++++ Exercise inputs ++++
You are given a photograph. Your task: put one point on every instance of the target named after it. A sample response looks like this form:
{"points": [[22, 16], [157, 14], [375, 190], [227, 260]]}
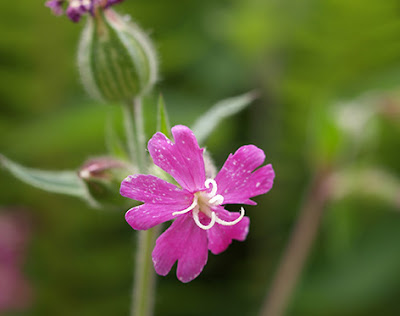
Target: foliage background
{"points": [[303, 57]]}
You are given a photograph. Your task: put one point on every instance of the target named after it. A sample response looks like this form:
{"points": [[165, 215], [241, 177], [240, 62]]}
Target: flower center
{"points": [[203, 202]]}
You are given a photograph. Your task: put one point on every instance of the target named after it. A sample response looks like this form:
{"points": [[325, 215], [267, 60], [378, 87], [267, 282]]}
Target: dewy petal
{"points": [[183, 160], [150, 189], [185, 242], [237, 182], [149, 215], [220, 237]]}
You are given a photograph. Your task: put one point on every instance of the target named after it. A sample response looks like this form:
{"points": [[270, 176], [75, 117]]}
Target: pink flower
{"points": [[201, 221]]}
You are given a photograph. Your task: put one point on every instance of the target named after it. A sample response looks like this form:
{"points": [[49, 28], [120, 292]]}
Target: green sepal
{"points": [[116, 59]]}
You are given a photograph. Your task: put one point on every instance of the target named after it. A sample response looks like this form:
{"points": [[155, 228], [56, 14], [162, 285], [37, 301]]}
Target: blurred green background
{"points": [[310, 60]]}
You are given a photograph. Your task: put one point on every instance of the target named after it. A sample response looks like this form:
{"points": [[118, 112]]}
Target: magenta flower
{"points": [[77, 8], [201, 222]]}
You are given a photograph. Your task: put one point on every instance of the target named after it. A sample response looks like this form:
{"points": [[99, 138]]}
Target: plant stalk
{"points": [[299, 246], [144, 277]]}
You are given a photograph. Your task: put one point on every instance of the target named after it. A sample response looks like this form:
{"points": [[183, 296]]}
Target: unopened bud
{"points": [[116, 59], [103, 177]]}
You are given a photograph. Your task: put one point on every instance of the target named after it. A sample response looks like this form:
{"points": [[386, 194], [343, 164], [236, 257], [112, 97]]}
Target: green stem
{"points": [[144, 276], [129, 132], [140, 135]]}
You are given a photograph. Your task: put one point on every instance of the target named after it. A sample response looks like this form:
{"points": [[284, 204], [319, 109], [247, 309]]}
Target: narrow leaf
{"points": [[64, 182], [206, 124], [163, 125]]}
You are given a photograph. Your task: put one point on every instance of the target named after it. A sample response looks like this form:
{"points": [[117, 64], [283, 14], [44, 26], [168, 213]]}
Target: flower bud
{"points": [[116, 59], [103, 177]]}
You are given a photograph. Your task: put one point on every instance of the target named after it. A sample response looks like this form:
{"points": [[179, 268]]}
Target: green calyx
{"points": [[116, 59]]}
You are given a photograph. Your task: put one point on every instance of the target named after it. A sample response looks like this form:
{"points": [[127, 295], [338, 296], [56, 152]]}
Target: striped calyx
{"points": [[116, 59]]}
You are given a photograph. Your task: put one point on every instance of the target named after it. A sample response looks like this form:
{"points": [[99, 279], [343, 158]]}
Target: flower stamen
{"points": [[197, 221], [225, 223], [216, 200], [191, 207], [214, 186]]}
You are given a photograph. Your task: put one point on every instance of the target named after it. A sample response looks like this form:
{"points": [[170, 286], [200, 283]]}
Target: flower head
{"points": [[201, 221], [77, 8]]}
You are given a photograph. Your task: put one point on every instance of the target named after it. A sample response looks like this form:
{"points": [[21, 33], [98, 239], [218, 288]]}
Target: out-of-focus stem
{"points": [[299, 246], [144, 277], [140, 135], [130, 132]]}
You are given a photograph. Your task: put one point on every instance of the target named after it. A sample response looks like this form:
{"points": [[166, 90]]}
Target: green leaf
++++
* [What is being asked]: None of the pictures should be kept; reproduce all the remaining material exactly.

* [Exercise solution]:
You are given a photograph. Your task: put one point on every instance of the target named after it. A sample response looks like this form:
{"points": [[22, 16], [157, 14], [375, 190], [227, 260]]}
Target: foliage background
{"points": [[303, 57]]}
You are given a photograph. Your task: put one point on every instance of the target named after it. A sample response looks like this form:
{"points": [[165, 215], [241, 177], [240, 62]]}
Target: flower center
{"points": [[203, 202]]}
You are given a photograph. Your task: put one point on every instance of the target named after it. A sample response looks like this form:
{"points": [[325, 215], [267, 60], [378, 87], [267, 282]]}
Target: dewy petal
{"points": [[183, 160], [150, 189], [185, 242], [237, 182], [149, 215], [220, 237]]}
You are given a photograph. Your task: put one point on every instance of the target named after it. A sample response looks like this form:
{"points": [[270, 176], [75, 117]]}
Target: pink flower
{"points": [[201, 221]]}
You are given a photograph. Your task: put one point on every instance of the target named after it. A sample response looks like this form:
{"points": [[49, 28], [120, 292]]}
Target: green sepal
{"points": [[116, 59]]}
You are given a photograph. Your task: put one point on every instance of the target named after it. A sample response looks like this form:
{"points": [[155, 228], [56, 14], [162, 285], [37, 301]]}
Target: blurred green background
{"points": [[310, 60]]}
You are given a photograph. Your task: put one point on every instance of the target named after it. A sample response looks like this form:
{"points": [[118, 112]]}
Target: magenta flower
{"points": [[77, 8], [201, 222]]}
You are given a photograph. Your task: put one point on every instance of the target named after it. A sample response looks like this form:
{"points": [[99, 138]]}
Target: plant stalk
{"points": [[299, 246], [144, 277]]}
You are given a photograph. Your task: put one point on every instance of the target named after it. A sample response looks like this form:
{"points": [[183, 296]]}
Target: unopened bud
{"points": [[116, 59], [103, 177]]}
You are given a photograph. Your task: put one point on every instance of the target named after it. A sample response looks like this form:
{"points": [[386, 194], [343, 164], [236, 257], [112, 97]]}
Target: green stem
{"points": [[144, 276], [129, 132], [140, 135]]}
You are given a photograph. Your task: put one point on every instance of the target named after it. A sample response looks like this form:
{"points": [[284, 204], [319, 109], [247, 309]]}
Target: narrow leaf
{"points": [[64, 182], [206, 124], [163, 125]]}
You are given a photograph. Your task: put one point on every instance of the target named after it. A sample response looks like this form:
{"points": [[117, 64], [283, 14], [44, 26], [168, 213]]}
Target: flower bud
{"points": [[116, 59], [103, 177]]}
You are given a photograph. Your task: put one point on every instance of the target named after it. A sample response looks like this form:
{"points": [[179, 268]]}
Target: green calyx
{"points": [[116, 59]]}
You are given a photograph. Your task: put one point on every instance of the target named after it. A sample response looks like this form:
{"points": [[127, 295], [338, 296], [56, 152]]}
Target: striped calyx
{"points": [[116, 59]]}
You are given a photograph. Your task: put one point on every instance of the target named after it. A sample response looks like this form:
{"points": [[99, 279], [343, 158]]}
Target: flower stamen
{"points": [[197, 221], [225, 223], [216, 200], [191, 207], [214, 186]]}
You are given a photograph. Your task: put one point on every instance of the target named after it. A sample response looks like this form:
{"points": [[170, 286], [200, 283]]}
Target: flower head
{"points": [[201, 221], [77, 8]]}
You are given a photograph. Your task: put one point on every instance of the target named after it. A sample response looks like this form:
{"points": [[21, 33], [98, 239], [218, 288]]}
Target: out-of-focus stem
{"points": [[299, 246], [144, 277], [140, 135], [130, 132]]}
You are given a photograph. Your task: put one point on every instance of the target named after it. A sample response looks like this form:
{"points": [[166, 90]]}
Target: green leaf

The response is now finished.